■ What is needed ■
Each entry should be restated word for word, with all pictures left out.

┌─ Data

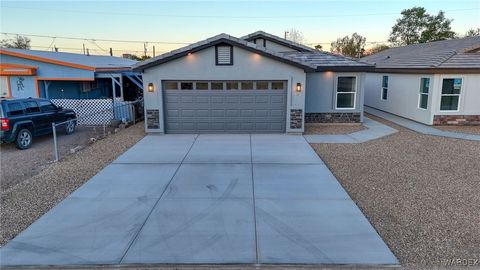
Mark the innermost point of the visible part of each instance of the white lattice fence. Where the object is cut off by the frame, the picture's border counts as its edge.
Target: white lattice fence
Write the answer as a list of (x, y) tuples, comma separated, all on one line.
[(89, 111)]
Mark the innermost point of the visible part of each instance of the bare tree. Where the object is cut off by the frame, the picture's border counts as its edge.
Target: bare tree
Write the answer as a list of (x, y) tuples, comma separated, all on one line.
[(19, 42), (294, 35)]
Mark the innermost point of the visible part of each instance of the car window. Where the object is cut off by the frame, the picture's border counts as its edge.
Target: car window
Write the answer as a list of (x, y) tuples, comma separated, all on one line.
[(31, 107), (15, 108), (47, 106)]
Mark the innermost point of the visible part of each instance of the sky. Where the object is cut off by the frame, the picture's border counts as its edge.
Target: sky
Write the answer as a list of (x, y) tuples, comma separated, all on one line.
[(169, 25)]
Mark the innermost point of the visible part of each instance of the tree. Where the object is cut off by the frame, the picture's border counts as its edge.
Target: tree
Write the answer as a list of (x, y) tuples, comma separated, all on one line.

└─

■ Your response ■
Mark the innermost point of the visible part of each instance of the white lattice fence. Where the object is cut off by the frame, the picture's border counts as its edge.
Target: white lattice fence
Write the answer as a list of (x, y) tuples, comma separated, all on one line.
[(89, 111)]
Mark the innermost point of the visible part of each instance of the bare tree. Where the object is cut off by the frame, the picture's border counts as its edge.
Target: bare tree
Write the answer as a list of (x, y) tuples, comma separated, all on one line.
[(19, 42), (294, 35)]
Mark the innermost point of the visible part of each instance of the car window. Where the object is cut off by the frame, the picture's border counts as its edge.
Target: car window
Write the answer as a list of (x, y) tuples, comma separated, all on one line.
[(31, 107), (15, 108), (47, 106)]
Mark the innermost point of the visible part of each instance of the sky. Where the object is cut off by the frame, the picture's border counts as its edge.
Target: sky
Write the answer as a list of (x, y) tuples, comma separated, all on one line.
[(169, 25)]
Mark the innermost point of the visible part of each instance of the tree. Where the object is cut off by the frame, the picture's border counts as its edge.
Target: tree
Write the answer as a list of (x, y) tuples, comma separated, all on one line.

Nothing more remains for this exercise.